YOUR OBJECTIVE:
Rewrite everything from the start of the material down to the line containing "205], [125, 100]]", both included, keeping every line but offsetting each vertex coordinate in the answers by -105. Leave the pictures out of your version.

TASK DATA:
— BEGIN —

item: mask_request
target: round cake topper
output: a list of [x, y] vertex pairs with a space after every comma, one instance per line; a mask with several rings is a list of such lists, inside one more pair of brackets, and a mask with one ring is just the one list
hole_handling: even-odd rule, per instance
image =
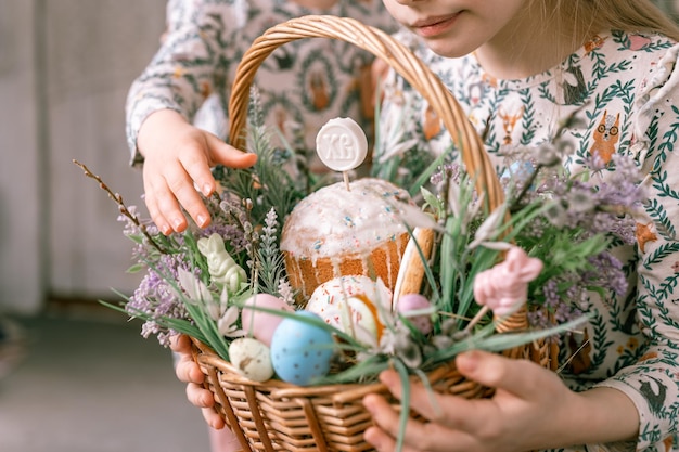
[[348, 171], [366, 159], [368, 139], [354, 119], [334, 118], [316, 135], [316, 153], [330, 169]]

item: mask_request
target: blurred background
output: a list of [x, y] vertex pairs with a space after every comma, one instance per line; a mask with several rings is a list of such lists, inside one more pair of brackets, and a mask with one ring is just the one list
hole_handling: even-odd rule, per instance
[[[668, 13], [679, 0], [657, 0]], [[140, 205], [125, 100], [157, 49], [165, 0], [0, 0], [0, 451], [207, 451], [167, 350], [118, 301]]]
[[165, 0], [0, 0], [0, 451], [208, 451], [206, 425], [140, 323], [116, 205], [140, 205], [125, 100]]

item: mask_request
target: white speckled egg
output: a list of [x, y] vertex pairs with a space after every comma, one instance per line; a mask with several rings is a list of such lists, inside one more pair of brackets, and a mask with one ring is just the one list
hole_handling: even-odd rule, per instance
[[431, 315], [422, 314], [422, 315], [409, 315], [410, 311], [415, 311], [420, 309], [430, 309], [432, 308], [432, 302], [426, 299], [425, 296], [420, 294], [403, 294], [398, 299], [396, 305], [396, 310], [401, 315], [406, 317], [412, 325], [420, 330], [423, 334], [428, 334], [432, 332], [432, 318]]
[[376, 343], [383, 328], [377, 305], [392, 310], [392, 290], [382, 280], [340, 276], [318, 286], [306, 310], [361, 343]]
[[266, 382], [273, 376], [269, 347], [252, 337], [239, 337], [229, 346], [229, 360], [241, 375], [253, 382]]
[[304, 386], [328, 374], [334, 341], [328, 330], [300, 319], [318, 319], [315, 313], [298, 311], [296, 317], [284, 319], [273, 332], [271, 363], [283, 382]]
[[264, 312], [248, 307], [259, 307], [294, 312], [294, 309], [282, 299], [269, 294], [257, 294], [249, 297], [241, 312], [243, 330], [252, 334], [255, 339], [261, 341], [267, 347], [271, 347], [271, 336], [273, 331], [284, 319], [282, 315]]

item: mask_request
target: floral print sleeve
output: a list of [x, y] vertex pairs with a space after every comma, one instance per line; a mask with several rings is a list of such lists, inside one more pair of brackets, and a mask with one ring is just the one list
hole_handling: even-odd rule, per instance
[[646, 170], [644, 183], [650, 193], [646, 217], [637, 223], [637, 314], [649, 346], [637, 364], [599, 384], [622, 390], [637, 405], [641, 417], [638, 451], [679, 450], [678, 55], [675, 47], [657, 63], [635, 104], [638, 139], [632, 148]]
[[[631, 244], [612, 249], [627, 289], [590, 293], [590, 321], [562, 338], [559, 358], [574, 390], [605, 386], [626, 393], [639, 411], [639, 437], [567, 451], [679, 452], [679, 46], [656, 35], [602, 33], [558, 67], [500, 80], [474, 55], [444, 59], [408, 34], [400, 39], [454, 94], [499, 175], [513, 170], [516, 150], [552, 141], [569, 116], [575, 120], [560, 140], [572, 173], [597, 158], [606, 164], [605, 180], [616, 171], [616, 154], [633, 159], [648, 202], [635, 218]], [[408, 183], [451, 143], [401, 78], [390, 74], [384, 91], [373, 172]]]
[[[380, 0], [337, 0], [328, 10], [306, 9], [292, 0], [170, 0], [162, 47], [128, 94], [126, 134], [132, 162], [141, 163], [137, 134], [142, 122], [163, 108], [227, 139], [230, 87], [243, 53], [269, 27], [307, 14], [348, 16], [395, 29]], [[329, 119], [360, 121], [361, 80], [372, 59], [333, 39], [281, 46], [257, 70], [265, 122], [278, 128], [294, 150], [308, 151]]]

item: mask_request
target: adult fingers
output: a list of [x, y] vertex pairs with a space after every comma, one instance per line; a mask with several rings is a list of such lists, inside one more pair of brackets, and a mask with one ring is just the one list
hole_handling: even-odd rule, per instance
[[474, 450], [474, 442], [469, 435], [446, 429], [435, 423], [410, 417], [406, 429], [402, 430], [400, 414], [381, 396], [366, 396], [363, 404], [374, 422], [374, 426], [366, 430], [364, 438], [379, 451], [393, 451], [400, 436], [402, 436], [405, 451], [471, 452]]
[[214, 429], [225, 427], [221, 416], [215, 411], [215, 397], [207, 389], [192, 383], [187, 385], [187, 398], [191, 404], [201, 408], [203, 418]]
[[521, 399], [535, 397], [535, 388], [552, 386], [559, 377], [553, 372], [527, 360], [516, 360], [481, 350], [461, 353], [456, 359], [458, 371], [484, 386], [508, 391]]

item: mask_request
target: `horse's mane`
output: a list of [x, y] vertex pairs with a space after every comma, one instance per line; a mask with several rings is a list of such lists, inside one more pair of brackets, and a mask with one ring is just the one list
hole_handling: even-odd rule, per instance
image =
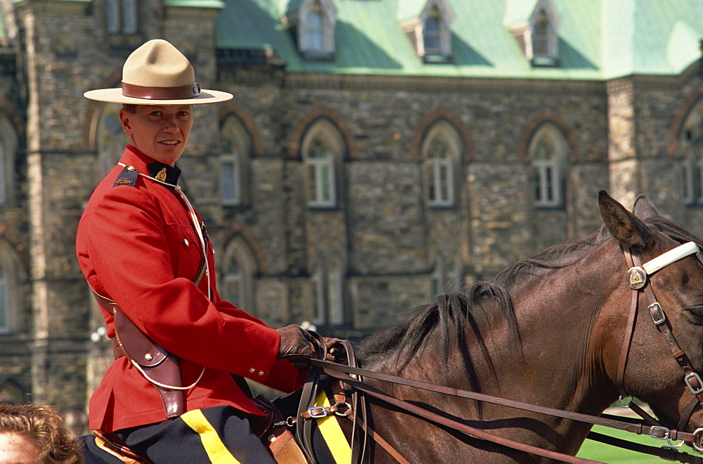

— END —

TASK OUTPUT:
item: mask_request
target: round cake topper
output: a list of [x, y] vertex pairs with a space after every comma, one instance per line; a mask with several rings is a list of such lists, inside one more pair of brackets, and a mask with one ring is just the one list
hole_handling: even-odd rule, per instance
image =
[[243, 66], [261, 54], [263, 34], [249, 14], [229, 13], [211, 30], [211, 48], [225, 64]]

item: mask_request
target: blurred background
output: a list of [x, y] vertex pairs with a space after every comma, one instance per line; a mask with several rings is a list of such lists, inside one more pair of brackets, and a mask with one ring is just the one list
hole_handling: even-odd rule, per instance
[[[563, -92], [574, -105], [552, -105]], [[35, 100], [20, -5], [52, -56], [60, -105], [-105, -105], [-105, 346], [102, 346], [62, 245], [13, 196]]]
[[60, -105], [-105, -105], [-105, 346], [103, 346], [101, 320], [35, 218], [11, 100], [35, 100], [20, -5]]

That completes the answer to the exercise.